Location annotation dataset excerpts
▽

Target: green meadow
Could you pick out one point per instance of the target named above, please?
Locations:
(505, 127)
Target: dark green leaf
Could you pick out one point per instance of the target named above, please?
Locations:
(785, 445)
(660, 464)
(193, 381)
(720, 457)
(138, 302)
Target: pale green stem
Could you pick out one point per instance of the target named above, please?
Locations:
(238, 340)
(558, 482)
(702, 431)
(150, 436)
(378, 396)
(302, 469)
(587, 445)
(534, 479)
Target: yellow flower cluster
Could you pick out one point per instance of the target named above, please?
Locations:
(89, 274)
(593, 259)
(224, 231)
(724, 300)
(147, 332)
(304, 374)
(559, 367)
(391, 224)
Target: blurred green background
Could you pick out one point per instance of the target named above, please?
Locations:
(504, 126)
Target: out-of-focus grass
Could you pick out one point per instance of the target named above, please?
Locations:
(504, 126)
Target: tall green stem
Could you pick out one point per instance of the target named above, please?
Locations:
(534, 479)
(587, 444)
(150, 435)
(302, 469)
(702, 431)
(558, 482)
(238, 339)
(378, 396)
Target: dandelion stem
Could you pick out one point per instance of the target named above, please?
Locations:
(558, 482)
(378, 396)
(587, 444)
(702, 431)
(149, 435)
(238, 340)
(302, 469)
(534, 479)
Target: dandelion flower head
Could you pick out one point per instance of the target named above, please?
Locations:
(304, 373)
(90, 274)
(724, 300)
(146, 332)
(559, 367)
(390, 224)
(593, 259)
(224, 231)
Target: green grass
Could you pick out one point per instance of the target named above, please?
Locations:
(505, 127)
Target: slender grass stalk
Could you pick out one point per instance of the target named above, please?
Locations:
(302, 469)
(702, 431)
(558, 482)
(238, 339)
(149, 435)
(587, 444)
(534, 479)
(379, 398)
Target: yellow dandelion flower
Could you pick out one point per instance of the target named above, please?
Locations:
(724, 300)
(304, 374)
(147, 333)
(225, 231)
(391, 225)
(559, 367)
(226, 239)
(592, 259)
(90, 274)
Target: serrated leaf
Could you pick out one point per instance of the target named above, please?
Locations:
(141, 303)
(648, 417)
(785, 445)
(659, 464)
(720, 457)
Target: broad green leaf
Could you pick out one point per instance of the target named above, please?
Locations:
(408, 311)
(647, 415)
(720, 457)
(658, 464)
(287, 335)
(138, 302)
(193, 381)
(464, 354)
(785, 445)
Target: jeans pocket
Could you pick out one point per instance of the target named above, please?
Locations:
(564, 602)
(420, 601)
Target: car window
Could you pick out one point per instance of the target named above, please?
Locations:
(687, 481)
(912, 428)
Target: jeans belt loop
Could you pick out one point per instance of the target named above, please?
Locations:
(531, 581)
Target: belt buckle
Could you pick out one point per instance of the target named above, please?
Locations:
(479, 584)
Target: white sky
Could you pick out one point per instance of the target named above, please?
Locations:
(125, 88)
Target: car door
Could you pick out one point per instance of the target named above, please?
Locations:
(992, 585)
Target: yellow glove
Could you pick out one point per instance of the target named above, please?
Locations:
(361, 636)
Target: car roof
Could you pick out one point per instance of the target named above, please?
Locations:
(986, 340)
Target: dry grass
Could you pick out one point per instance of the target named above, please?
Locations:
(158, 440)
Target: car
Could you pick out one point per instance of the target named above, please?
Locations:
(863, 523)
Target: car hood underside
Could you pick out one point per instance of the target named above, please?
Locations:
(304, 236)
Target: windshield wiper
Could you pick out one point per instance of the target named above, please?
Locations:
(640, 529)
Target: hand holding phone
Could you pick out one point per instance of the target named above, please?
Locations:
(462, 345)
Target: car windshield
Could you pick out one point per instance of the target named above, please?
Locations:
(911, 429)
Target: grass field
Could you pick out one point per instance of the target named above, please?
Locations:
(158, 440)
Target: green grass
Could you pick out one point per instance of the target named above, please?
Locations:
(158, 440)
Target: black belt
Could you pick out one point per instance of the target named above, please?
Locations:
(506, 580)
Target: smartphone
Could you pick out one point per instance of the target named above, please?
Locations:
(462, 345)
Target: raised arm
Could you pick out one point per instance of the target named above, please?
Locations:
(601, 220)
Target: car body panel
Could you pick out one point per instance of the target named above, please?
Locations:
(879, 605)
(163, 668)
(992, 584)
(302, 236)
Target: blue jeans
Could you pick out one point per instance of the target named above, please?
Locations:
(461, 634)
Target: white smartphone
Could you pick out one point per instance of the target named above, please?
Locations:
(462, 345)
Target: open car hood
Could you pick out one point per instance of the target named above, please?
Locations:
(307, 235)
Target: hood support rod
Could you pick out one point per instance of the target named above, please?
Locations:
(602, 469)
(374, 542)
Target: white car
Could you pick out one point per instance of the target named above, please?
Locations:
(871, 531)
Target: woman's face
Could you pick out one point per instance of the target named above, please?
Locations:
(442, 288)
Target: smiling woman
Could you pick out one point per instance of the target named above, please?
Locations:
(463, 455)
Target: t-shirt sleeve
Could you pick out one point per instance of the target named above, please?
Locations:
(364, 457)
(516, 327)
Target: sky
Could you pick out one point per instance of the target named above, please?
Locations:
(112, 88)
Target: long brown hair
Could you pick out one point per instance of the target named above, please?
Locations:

△

→ Exercise task
Turn everything from the line containing "Target: woman's face" down to the end of the records into a numbered list, leaving out any blank lines.

→ Reply to the exercise
1. Target: woman's face
2. Could you pick out one point per instance of the target named above, please?
3. Locations:
4. (442, 288)
5. Target: smiling woman
6. Could you pick out one point per instance of the target named above, please?
7. Locations:
8. (463, 455)
9. Target: t-shirt sleeve
10. Could you pick out one point per instance of the target named above, please?
11. Locations:
12. (364, 457)
13. (516, 327)
14. Target: sky
15. Could you pick out one point per instance of the target named above, please?
16. Locations:
17. (112, 88)
18. Target: long brown hair
19. Could you pick out one point per instance of the target named above, please?
20. Locations:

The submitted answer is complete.